**Source document:**
◇ ◇ ◇ ◇ ◇

# Figure Eight Puffer Fish



## snodhutch (Aug 3, 2008)

Hi, I wonder if anyone can help me. I've got a red tail black shark about 4" long and wondered if its possible to put a couple of figure eight puffer fish in a 24" aquarium with him


----------



## griffpan (Feb 2, 2008)

Puffer fish can be really aggressive, so i wouldn't keep 2 together, they can be terrible bullys and fin nippers and ideally would probably be best kept on their own. Red tailed sharks are also known to be aggressive so the 2 together could spell serious trouble.
I don't have any puffers myself but a friend does and has 3 tanks with one in each.
I have kept a red tailed shark in a community tank with no problems at all, but i think this was more the exception


----------



## Jen26 (Apr 22, 2008)

i used to have a mbu puffer, he was never aggresive to any other fish!


----------



## griffpan (Feb 2, 2008)

You must have got one of the nice ones


----------



## mshaw86 (Oct 10, 2008)

i wouldn't really risk it to be honest, you can get one in a hundred that will be really placcid and not bother with other fish but it's very unlikely. Puffers tend to do best on their own.


----------



## Jacqui_UK (Oct 7, 2008)

I have kept many types of puffers in the past and in my opinion it is best to keep them in species specific tanks as they are nippy.


----------

◇ ◇ ◇ ◇ ◇

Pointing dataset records
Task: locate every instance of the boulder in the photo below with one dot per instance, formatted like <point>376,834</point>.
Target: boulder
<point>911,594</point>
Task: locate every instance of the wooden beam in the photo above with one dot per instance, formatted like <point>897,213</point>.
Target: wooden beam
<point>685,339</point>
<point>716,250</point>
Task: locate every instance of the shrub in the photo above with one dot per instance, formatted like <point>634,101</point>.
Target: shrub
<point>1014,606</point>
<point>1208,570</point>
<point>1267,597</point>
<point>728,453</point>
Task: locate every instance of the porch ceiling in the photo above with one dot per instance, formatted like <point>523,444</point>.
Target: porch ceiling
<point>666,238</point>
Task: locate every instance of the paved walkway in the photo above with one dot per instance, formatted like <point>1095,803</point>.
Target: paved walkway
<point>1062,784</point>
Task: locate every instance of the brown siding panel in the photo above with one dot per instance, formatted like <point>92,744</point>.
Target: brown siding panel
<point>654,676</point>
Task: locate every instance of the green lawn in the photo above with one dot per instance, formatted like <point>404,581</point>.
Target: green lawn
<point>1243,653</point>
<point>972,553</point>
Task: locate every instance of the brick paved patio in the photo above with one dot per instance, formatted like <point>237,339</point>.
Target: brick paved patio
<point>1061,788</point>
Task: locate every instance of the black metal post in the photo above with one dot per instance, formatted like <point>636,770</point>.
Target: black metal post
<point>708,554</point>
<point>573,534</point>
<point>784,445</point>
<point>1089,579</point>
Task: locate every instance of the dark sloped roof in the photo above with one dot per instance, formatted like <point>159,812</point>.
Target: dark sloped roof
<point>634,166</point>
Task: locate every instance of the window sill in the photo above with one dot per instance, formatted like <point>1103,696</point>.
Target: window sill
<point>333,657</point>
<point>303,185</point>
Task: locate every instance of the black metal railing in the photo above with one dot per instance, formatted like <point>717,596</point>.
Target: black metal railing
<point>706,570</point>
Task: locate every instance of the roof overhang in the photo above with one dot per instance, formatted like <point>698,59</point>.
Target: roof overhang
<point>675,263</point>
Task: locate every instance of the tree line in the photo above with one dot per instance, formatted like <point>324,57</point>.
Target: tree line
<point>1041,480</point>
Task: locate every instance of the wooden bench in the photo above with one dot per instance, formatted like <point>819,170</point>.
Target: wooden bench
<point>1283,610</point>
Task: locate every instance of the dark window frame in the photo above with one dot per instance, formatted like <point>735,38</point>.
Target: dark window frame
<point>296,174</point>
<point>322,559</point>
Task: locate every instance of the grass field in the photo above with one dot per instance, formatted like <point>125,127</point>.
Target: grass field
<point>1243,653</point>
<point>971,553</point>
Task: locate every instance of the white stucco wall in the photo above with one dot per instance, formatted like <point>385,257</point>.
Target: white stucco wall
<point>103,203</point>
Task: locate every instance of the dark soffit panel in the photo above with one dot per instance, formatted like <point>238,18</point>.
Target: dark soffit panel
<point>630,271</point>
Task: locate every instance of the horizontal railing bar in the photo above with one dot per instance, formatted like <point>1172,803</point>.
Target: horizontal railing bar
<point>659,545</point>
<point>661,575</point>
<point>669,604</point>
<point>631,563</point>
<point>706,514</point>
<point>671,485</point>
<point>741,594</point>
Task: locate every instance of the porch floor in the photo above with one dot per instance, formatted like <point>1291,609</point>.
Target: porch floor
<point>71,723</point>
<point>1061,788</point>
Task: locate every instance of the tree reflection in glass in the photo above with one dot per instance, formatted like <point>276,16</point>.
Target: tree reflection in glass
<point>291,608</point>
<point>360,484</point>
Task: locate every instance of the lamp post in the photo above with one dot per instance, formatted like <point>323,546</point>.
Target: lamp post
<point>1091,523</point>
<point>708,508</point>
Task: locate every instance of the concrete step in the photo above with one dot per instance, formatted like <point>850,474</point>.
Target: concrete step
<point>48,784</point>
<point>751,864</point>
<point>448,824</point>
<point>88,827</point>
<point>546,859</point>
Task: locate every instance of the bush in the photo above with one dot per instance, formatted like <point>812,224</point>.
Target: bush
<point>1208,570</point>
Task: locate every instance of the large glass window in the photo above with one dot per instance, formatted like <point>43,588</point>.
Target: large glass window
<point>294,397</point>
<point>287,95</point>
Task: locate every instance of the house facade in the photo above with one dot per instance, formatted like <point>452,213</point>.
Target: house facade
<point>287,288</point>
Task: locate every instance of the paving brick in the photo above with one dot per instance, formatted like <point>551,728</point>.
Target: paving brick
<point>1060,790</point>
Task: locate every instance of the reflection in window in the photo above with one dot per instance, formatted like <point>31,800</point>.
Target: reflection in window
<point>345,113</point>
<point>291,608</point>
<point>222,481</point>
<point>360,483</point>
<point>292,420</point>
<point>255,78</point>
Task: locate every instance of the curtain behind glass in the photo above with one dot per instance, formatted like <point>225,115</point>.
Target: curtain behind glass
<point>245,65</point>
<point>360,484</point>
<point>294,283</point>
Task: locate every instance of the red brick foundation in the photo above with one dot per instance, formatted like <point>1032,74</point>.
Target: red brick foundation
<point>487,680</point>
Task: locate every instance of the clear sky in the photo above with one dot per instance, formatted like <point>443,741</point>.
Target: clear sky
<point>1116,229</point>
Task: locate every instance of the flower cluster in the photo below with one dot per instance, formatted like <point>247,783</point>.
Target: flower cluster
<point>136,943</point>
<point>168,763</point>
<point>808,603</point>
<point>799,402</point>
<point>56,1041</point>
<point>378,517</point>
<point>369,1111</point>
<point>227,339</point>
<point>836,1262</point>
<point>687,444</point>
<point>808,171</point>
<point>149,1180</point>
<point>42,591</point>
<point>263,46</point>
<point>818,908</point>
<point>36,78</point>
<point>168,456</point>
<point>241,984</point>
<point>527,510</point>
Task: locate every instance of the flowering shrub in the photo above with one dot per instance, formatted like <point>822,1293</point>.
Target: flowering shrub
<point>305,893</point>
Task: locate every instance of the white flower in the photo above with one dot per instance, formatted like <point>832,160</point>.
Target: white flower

◇ ◇ ◇ ◇ ◇

**Work to do:** Write out the part of the puffer fish thread starting at "## snodhutch (Aug" and ending at "one in each.", copying the words exactly.

**Response to this task:**
## snodhutch (Aug 3, 2008)

Hi, I wonder if anyone can help me. I've got a red tail black shark about 4" long and wondered if its possible to put a couple of figure eight puffer fish in a 24" aquarium with him


----------



## griffpan (Feb 2, 2008)

Puffer fish can be really aggressive, so i wouldn't keep 2 together, they can be terrible bullys and fin nippers and ideally would probably be best kept on their own. Red tailed sharks are also known to be aggressive so the 2 together could spell serious trouble.
I don't have any puffers myself but a friend does and has 3 tanks with one in each.